### What you have to do
The text of every record, exactly as given and with no pictures, should be your output.

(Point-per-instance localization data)
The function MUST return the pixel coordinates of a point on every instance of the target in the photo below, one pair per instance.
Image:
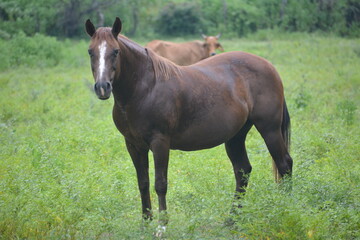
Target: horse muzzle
(103, 89)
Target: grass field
(65, 172)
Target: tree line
(143, 18)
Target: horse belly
(207, 133)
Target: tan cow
(186, 53)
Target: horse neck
(204, 51)
(135, 75)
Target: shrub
(36, 51)
(179, 19)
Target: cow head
(211, 44)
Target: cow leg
(141, 163)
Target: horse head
(104, 56)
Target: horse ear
(116, 29)
(90, 29)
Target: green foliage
(179, 19)
(65, 172)
(36, 51)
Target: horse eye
(116, 52)
(90, 52)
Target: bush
(36, 51)
(179, 19)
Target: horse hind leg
(278, 149)
(236, 151)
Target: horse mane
(164, 69)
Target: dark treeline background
(146, 18)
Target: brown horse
(186, 53)
(159, 106)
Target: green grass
(65, 173)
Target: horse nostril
(108, 85)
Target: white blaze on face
(102, 50)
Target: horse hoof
(160, 230)
(229, 222)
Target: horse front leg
(160, 146)
(141, 162)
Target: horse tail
(286, 133)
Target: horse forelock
(103, 34)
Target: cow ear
(116, 29)
(90, 29)
(220, 47)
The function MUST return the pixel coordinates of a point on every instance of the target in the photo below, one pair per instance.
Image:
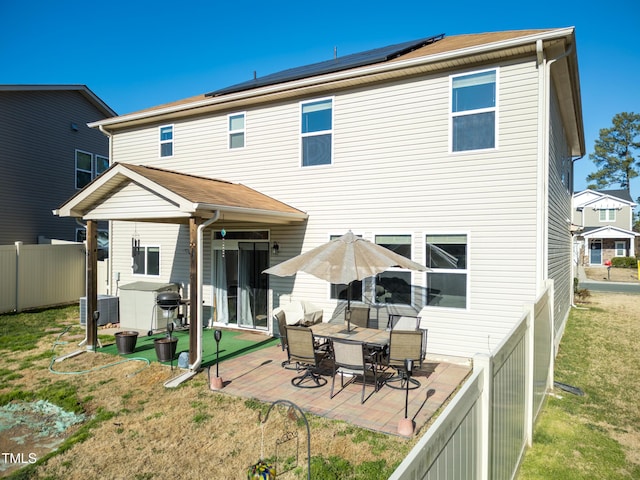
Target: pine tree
(615, 153)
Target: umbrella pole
(348, 307)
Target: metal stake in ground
(216, 382)
(405, 426)
(170, 330)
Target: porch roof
(608, 232)
(143, 193)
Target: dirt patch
(615, 274)
(30, 430)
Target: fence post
(483, 361)
(529, 373)
(17, 299)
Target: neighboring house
(464, 143)
(605, 218)
(47, 153)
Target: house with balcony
(464, 143)
(605, 220)
(47, 154)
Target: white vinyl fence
(33, 276)
(485, 430)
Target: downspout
(545, 102)
(110, 267)
(198, 362)
(86, 281)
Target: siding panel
(392, 173)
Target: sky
(137, 54)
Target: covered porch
(134, 193)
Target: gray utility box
(138, 310)
(107, 306)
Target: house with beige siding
(47, 153)
(465, 143)
(605, 220)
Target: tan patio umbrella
(344, 260)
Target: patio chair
(352, 358)
(404, 345)
(403, 322)
(304, 354)
(359, 316)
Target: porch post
(193, 291)
(92, 284)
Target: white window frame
(96, 158)
(146, 262)
(396, 233)
(164, 142)
(93, 173)
(242, 130)
(466, 271)
(316, 133)
(90, 172)
(494, 109)
(609, 215)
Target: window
(607, 214)
(473, 111)
(236, 130)
(316, 131)
(446, 255)
(102, 163)
(166, 141)
(84, 168)
(339, 291)
(146, 261)
(394, 285)
(89, 166)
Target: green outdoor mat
(232, 344)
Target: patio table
(373, 337)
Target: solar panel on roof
(360, 59)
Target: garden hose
(81, 372)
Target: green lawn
(595, 436)
(232, 344)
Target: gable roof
(369, 57)
(164, 195)
(608, 232)
(82, 89)
(621, 194)
(598, 196)
(445, 53)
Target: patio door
(595, 252)
(240, 287)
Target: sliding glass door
(240, 287)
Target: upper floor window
(146, 260)
(84, 168)
(473, 111)
(607, 214)
(316, 132)
(88, 167)
(394, 285)
(236, 130)
(446, 255)
(166, 141)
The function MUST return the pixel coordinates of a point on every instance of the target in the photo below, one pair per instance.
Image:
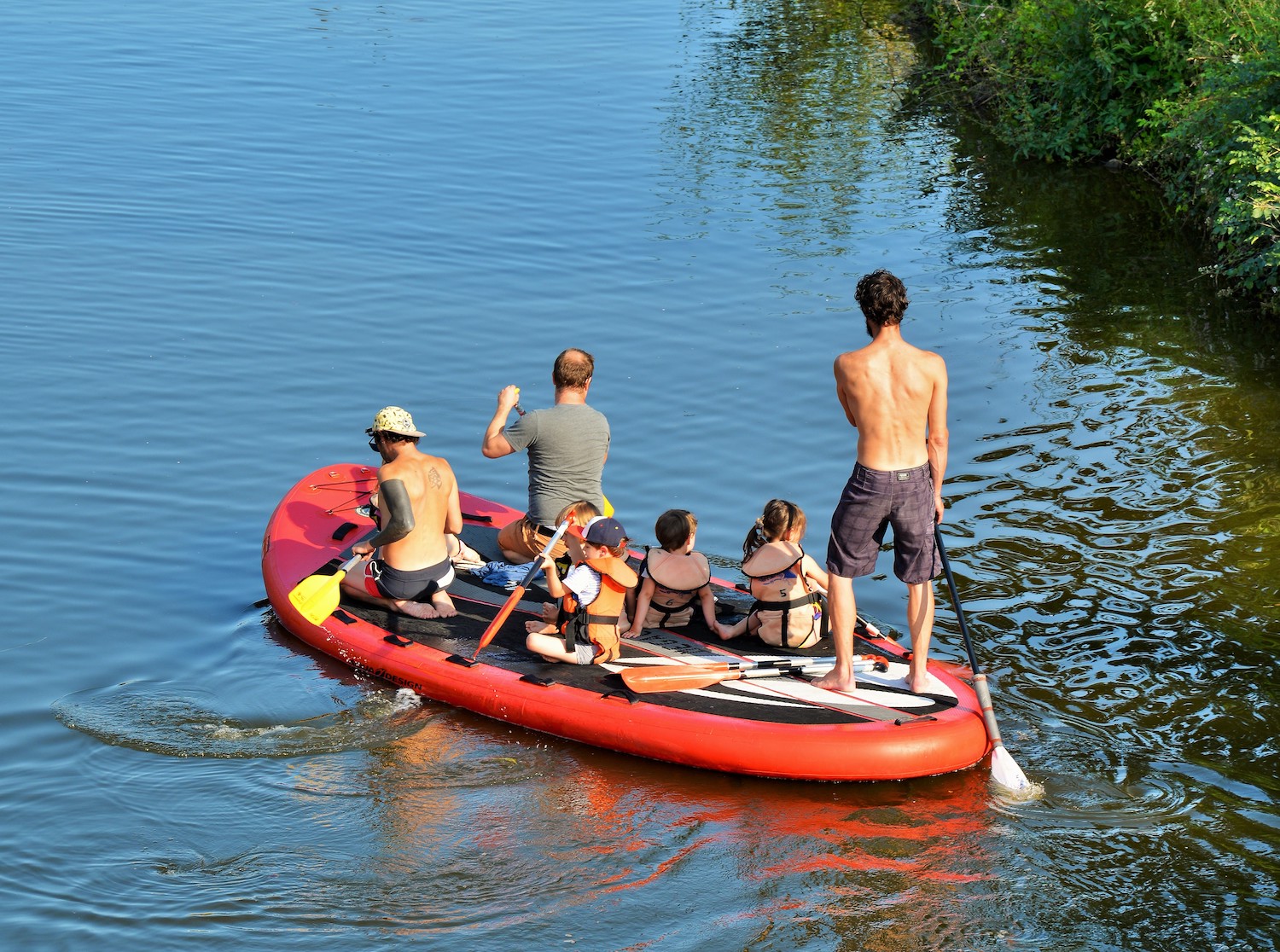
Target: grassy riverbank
(1185, 90)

### Result of this exercise
The function MUST return the pixel coordinates of a point on every instance of the target in the photo below, one pair per instance.
Image:
Target: horse muzzle
(103, 89)
Target: grass field
(65, 172)
Target: tree line
(143, 18)
Target: horse belly
(207, 133)
Target: tan cow
(186, 53)
Target: horse neck
(204, 51)
(135, 75)
Target: shrub
(36, 51)
(179, 19)
Target: cow head
(211, 44)
Target: cow leg
(141, 163)
Target: horse head
(104, 56)
Target: horse ear
(116, 29)
(90, 29)
Target: green foliage
(179, 19)
(65, 172)
(36, 51)
Target: horse eye
(116, 52)
(90, 52)
Target: bush
(36, 51)
(179, 19)
Target: horse hind leg
(278, 149)
(236, 151)
Target: horse mane
(164, 69)
Target: dark treeline background
(146, 18)
Target: brown horse
(186, 53)
(159, 106)
Target: green grass
(65, 173)
Target: horse nostril
(108, 85)
Target: white blaze on face
(102, 50)
Target: horse hoof
(160, 230)
(229, 222)
Target: horse front leg
(160, 146)
(141, 162)
Target: horse tail
(286, 133)
Target: horse forelock
(103, 34)
Target: cow ear
(116, 29)
(90, 29)
(220, 47)
The function MUST return the pixel coordinates of a point on every instance of the target in the photo below, one pair per instance.
Image:
Target: pine tree
(615, 153)
Target: umbrella pole
(348, 307)
Target: metal stake in ground
(216, 382)
(405, 426)
(170, 330)
Target: porch roof
(608, 232)
(143, 193)
Target: dirt patch
(615, 274)
(30, 430)
Target: fence post
(483, 361)
(529, 373)
(17, 299)
Target: neighboring house
(464, 143)
(605, 218)
(47, 153)
Target: house with balcony
(464, 143)
(605, 220)
(47, 154)
Target: white vinyl fence
(33, 276)
(485, 430)
Target: downspout
(545, 102)
(110, 267)
(198, 362)
(86, 281)
Target: siding panel
(392, 173)
Target: sky
(137, 54)
Target: covered porch
(134, 193)
Target: gray utility box
(138, 310)
(107, 306)
Target: house with beige siding
(47, 153)
(465, 143)
(605, 220)
Target: tan patio umbrella
(344, 260)
Target: patio chair
(352, 358)
(404, 345)
(403, 322)
(304, 354)
(359, 316)
Target: porch post
(193, 291)
(92, 284)
Target: white window frame
(96, 158)
(146, 262)
(396, 233)
(164, 142)
(93, 173)
(242, 130)
(466, 271)
(316, 133)
(90, 172)
(494, 109)
(609, 215)
Target: window
(607, 214)
(473, 111)
(236, 130)
(316, 131)
(446, 255)
(102, 163)
(166, 141)
(84, 168)
(339, 291)
(146, 261)
(394, 285)
(89, 166)
Target: green outdoor mat
(232, 344)
Target: patio table
(373, 337)
Target: solar panel on roof
(360, 59)
Target: garden hose
(81, 372)
Target: green lawn
(595, 436)
(232, 344)
Target: gable roof
(369, 57)
(164, 195)
(608, 232)
(82, 89)
(621, 194)
(598, 196)
(445, 53)
Target: patio door
(595, 252)
(240, 287)
Target: sliding glass door
(240, 287)
Target: upper floor window
(146, 260)
(84, 168)
(473, 111)
(607, 214)
(316, 132)
(88, 167)
(394, 285)
(236, 130)
(446, 255)
(166, 141)
The function MUST return the pixel coordinates of a point on every instance of the target in the photo below, one pair per instance.
Image:
Target: grassy riverbank
(1185, 90)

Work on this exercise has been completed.